→ **Objective**
Output every entry exactly as written.

┌─ Information given

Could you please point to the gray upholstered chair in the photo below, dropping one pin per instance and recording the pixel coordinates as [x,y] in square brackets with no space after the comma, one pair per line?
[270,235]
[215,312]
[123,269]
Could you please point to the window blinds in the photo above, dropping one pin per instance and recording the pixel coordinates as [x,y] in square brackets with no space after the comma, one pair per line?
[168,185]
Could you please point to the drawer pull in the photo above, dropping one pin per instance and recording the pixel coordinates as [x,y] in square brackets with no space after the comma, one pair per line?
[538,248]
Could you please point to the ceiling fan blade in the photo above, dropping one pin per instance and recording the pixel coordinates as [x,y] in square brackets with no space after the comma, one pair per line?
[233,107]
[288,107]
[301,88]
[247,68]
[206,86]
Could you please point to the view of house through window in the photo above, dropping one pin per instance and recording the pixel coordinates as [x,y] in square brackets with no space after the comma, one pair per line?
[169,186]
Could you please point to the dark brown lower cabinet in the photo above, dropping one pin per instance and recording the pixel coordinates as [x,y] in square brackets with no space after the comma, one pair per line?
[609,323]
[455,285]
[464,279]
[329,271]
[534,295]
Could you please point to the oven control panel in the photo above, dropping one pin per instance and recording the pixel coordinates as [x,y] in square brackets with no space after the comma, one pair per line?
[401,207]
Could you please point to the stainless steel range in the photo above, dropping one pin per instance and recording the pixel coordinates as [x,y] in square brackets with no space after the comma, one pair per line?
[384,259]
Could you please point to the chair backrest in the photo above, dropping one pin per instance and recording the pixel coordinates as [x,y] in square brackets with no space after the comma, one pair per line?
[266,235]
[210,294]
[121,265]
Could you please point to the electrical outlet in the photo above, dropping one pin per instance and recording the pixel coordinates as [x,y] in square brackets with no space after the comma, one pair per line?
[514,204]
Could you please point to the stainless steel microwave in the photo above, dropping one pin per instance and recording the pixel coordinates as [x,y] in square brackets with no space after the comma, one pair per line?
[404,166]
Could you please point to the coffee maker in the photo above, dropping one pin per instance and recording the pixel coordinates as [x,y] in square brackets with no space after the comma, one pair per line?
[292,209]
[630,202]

└─

→ **Expected output**
Could you please point to the gray upholstered chair in the photo below, dropping one pin per instance and recording the pixel coordinates as [x,y] in square brackets with no space after the comma, one pair per line?
[270,235]
[215,312]
[123,269]
Could you please point to the window blinds in the photo above, dropping one pin per instance and recording the pixel coordinates as [x,y] in square brackets with no space after the comma, one pair per line?
[168,185]
Could you please point to the drawer pull in the photo above, dropping one pin per instance and recording the pixel coordinates as [x,y] in square brackets with no space after the comma, one pair per line?
[538,248]
Could you please point to the ceiling fan blade in the photo above, dropping one pin per instance and recording the pixel coordinates as [x,y] in square brackets with no space after the comma, one pair per line?
[233,107]
[288,107]
[301,88]
[247,68]
[206,86]
Could you please point to the view of house through window in the photo above, dropping one pin per instance and recording the pixel coordinates as [x,y] in square brackets with no space after the comma, one pair per line?
[169,186]
Could you please point to the dark brown lower cabinet in the photo above, dropping one pin per instance and recording the pixel coordinates as [x,y] in square brackets with no space after the comma, one pair per line?
[609,323]
[455,285]
[464,279]
[329,271]
[534,295]
Could you please point to the oven control panel in the photo above, dropping one pin per instance and recording the pixel coordinates as [x,y] in square brackets with no space after the comma, one pair per line?
[401,207]
Could you please point to the stainless steel range in the photo above, dropping one pin per instance and recording the pixel coordinates as [x,y] in square brackets with no space after the comma, one pair per line?
[384,259]
Could you please point to the chair backrest in the photo above, dropping one pin per instance and recording the pixel coordinates as [x,y] in square brackets with no space after the comma, one pair per line?
[266,235]
[210,294]
[121,265]
Could you please point to the electrical outlet in the photo above, dropping one pin per instance and recording the pixel coordinates as [x,y] in square brackets with no space after the comma, one pair per line?
[514,204]
Could you please point to the stainless steel microwave in the photo above, dropping one pin per instance and recording the pixel coordinates as [x,y] in square brackets with no space after the comma, one pair per line?
[404,166]
Could you please point to the coffee maker in the photo above, dropping one pin per instance and recording the pixel coordinates as [x,y] in square brackets with no space after the comma, one pair per line?
[292,209]
[630,202]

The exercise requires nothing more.